→ **WHAT YOU WILL DO**:
Output should begin at the line holding "Target: worker in striped shirt." and end at the last line of the entries; print those lines verbatim and no others.

*** Opening DATA EXTRACTS ***

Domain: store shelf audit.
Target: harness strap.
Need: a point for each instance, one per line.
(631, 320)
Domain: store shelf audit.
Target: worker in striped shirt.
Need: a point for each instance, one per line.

*** Closing DATA EXTRACTS ***

→ **TASK ANSWER**:
Target: worker in striped shirt.
Need: a point for each instance, one per line.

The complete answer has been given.